- Born: Abimbola Olurotimi Ogunbanjo 11 July 1962 Federation of Nigeria
- Died: 9 February 2024 (aged 61) Nipton, California, U.S.
- Education: B.Sc. Business Administration from American College, Switzerland LL.B. from University of Buckingham, United Kingdom
- Occupations: Group Chairman of Nigerian Exchange Group, Managing Partner of Chris Ogunbanjo LP.

= Abimbola Ogunbanjo =

Nigerian businessman (1962–2024)

Abimbola Olurotimi Ogunbanjo (11 July 1962 – 9 February 2024) was a Nigerian businessman who was the Group Chairman of the Nigerian Exchange Group Plc, (NGX Group), the non-operating holding company that emerged from the demutualisation of The Nigerian Stock Exchange (NSE) from 2021 to 2022.

==Early life and education==
Abimbola Olurotimi Ogunbanjo was born in Nigeria to the family of Chris and Hilda Ogunbanjo, OFR, CON, a distinguished and foremost
corporate lawyer, industrialist and philanthropist.

• _Task 1_
In the Abimbola Ogunbanjo biography, where did he die?
• _Task 2_
Which countries are named in the Abimbola Ogunbanjo biography? List every one.
• _Task 3_
Carry on the Abimbola Ogunbanjo biography from its last sentence.

Collected data
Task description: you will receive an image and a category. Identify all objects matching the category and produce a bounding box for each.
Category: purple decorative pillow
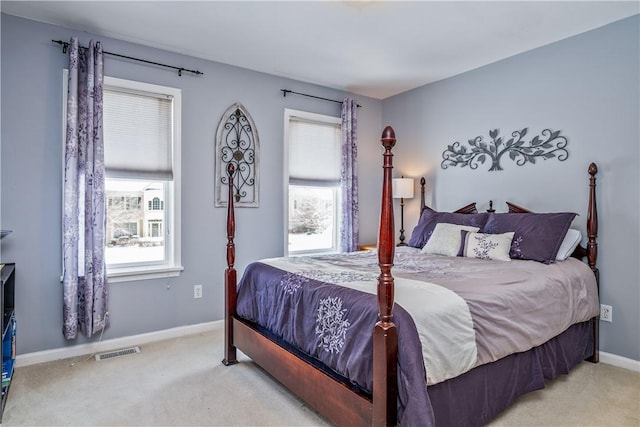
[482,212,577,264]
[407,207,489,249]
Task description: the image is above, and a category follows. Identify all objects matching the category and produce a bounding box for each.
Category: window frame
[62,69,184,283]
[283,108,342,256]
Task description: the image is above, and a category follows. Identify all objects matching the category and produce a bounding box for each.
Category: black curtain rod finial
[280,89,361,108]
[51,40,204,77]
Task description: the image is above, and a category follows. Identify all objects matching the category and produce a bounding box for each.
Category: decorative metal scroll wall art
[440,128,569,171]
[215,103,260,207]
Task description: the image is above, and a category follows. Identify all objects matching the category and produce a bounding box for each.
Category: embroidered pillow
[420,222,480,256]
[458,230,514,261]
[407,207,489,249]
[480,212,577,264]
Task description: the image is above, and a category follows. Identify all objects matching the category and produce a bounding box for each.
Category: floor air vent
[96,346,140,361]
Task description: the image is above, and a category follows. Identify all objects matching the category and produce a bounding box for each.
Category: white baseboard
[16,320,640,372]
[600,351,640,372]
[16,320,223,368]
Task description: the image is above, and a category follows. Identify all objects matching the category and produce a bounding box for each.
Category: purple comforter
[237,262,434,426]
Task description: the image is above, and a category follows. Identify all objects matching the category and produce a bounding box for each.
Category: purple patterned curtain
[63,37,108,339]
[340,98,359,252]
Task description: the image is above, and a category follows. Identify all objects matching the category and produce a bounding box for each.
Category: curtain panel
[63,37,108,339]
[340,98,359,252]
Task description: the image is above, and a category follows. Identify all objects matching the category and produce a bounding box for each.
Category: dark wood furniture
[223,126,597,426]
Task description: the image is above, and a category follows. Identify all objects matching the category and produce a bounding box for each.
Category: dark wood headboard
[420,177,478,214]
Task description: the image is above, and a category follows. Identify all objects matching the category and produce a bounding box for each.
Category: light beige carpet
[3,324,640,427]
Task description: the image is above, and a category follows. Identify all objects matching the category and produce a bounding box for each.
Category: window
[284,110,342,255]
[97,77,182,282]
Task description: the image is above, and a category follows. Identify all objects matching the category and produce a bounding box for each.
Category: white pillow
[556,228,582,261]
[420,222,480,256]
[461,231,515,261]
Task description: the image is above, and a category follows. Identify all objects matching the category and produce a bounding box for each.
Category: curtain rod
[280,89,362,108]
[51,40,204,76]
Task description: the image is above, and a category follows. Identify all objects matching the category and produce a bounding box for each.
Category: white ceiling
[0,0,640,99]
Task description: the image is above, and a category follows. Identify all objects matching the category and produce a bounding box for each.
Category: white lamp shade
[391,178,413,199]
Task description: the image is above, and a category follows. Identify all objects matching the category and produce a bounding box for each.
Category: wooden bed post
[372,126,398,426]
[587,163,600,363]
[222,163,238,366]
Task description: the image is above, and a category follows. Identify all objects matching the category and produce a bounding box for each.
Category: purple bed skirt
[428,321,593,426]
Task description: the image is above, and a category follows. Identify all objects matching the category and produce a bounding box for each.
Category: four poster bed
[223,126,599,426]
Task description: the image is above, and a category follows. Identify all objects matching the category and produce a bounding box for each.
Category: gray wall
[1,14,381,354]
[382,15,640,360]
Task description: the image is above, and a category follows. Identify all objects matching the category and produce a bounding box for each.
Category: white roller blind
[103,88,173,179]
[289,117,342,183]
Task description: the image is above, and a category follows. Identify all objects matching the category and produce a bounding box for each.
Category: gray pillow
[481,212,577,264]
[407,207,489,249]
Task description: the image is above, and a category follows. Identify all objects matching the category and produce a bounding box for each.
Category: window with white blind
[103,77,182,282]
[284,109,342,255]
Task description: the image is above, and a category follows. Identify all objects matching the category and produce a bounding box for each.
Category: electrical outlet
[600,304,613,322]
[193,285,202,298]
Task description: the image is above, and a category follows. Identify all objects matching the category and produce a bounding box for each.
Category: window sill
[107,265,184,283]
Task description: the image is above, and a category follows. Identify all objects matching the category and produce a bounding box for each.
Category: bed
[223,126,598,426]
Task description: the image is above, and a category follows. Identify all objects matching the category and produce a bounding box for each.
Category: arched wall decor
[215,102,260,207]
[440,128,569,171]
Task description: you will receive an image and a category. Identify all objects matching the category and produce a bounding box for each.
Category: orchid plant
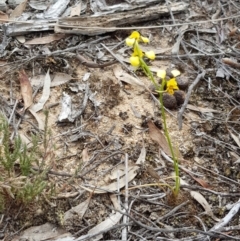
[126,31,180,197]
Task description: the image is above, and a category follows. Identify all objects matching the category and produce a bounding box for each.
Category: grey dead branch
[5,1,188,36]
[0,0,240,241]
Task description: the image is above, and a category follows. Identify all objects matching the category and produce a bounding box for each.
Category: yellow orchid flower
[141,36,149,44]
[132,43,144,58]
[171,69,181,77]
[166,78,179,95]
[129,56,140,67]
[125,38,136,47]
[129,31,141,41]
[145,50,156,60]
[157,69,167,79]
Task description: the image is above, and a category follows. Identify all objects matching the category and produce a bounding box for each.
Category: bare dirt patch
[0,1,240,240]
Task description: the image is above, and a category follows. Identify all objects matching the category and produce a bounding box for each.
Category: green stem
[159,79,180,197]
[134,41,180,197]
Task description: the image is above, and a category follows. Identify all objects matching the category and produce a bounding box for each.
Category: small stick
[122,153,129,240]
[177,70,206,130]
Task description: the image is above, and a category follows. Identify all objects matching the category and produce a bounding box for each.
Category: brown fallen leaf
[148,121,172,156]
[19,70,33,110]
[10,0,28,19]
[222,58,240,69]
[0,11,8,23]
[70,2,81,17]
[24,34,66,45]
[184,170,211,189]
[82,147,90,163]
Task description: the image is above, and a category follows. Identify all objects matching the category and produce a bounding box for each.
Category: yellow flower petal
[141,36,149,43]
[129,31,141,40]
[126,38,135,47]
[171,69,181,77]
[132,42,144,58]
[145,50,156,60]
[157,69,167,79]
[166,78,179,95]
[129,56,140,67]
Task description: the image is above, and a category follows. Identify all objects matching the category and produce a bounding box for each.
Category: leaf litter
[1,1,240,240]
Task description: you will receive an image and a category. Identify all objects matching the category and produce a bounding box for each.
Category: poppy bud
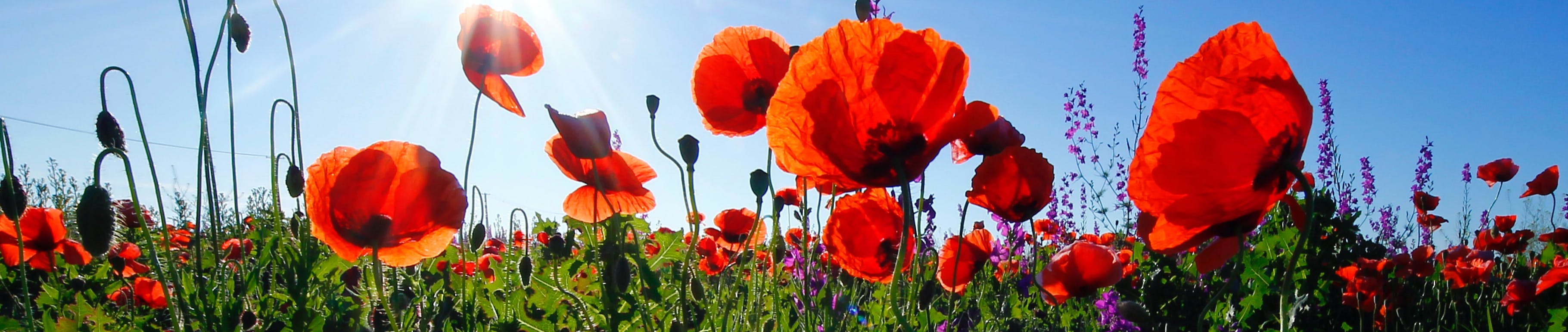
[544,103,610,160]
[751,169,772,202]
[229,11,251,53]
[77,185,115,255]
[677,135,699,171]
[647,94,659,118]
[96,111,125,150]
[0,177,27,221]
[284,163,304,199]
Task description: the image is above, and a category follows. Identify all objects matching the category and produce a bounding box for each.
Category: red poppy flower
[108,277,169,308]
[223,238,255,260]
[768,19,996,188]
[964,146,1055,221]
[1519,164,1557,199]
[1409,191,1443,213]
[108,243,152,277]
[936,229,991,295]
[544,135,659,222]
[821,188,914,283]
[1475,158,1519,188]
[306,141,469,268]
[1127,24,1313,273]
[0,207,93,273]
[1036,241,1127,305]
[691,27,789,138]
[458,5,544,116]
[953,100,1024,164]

• _Written reply 1_
Nipton, California, U.S.

• _Written reply 2_
Nigeria, the United States, Switzerland, the United Kingdom

• _Written reply 3_
Ogunbanjo had his early education at Corona School Apapa, University of Lagos Staff School, Claremont School, Hastings, Sussex and Igbobi College, Lagos before proceeding to Millfield, Street, Somerset, England, where he attained his GCE "O" Levels.

Abimbola Ogunbanjo held a B.Sc. (Hons) in Business Administration from the American College, Switzerland. He also held LL.B. from University of Buckingham, United Kingdom. He had Certificates in International Capital Markets and Maritime Law from the New York Institute of Finance and the University of Southampton respectively. He provided pro-bono legal services to the Nigerian Chamber of Shipping and the Chris Ogunbanjo Foundation where he also served on its board of directors.

==Career==
Ogunbanjo was the Group Chairman of Nigerian Exchange Group Plc, (NGX Group) from 2021 to 2022. Prior to this, he was the President of the National Council of the NSE from 2017 to 2021. He served as Managing Partner of the renowned, leading corporate law firm of Chris Ogunbanjo LP (Solicitors), a firm he joined in 1990 after a spell as a credit analyst with Chase Manhattan Bank (Nigeria) Limited. He served on the boards of several multinational corporations and non-profit organizations including Beta Glass Plc and the Advisory Board of the University of Buckingham Centre for Extractive Studies. He also served on the Board of GTL Registrars Limited, AIICO Insurance Plc and ConocoPhillips Limited amongst others.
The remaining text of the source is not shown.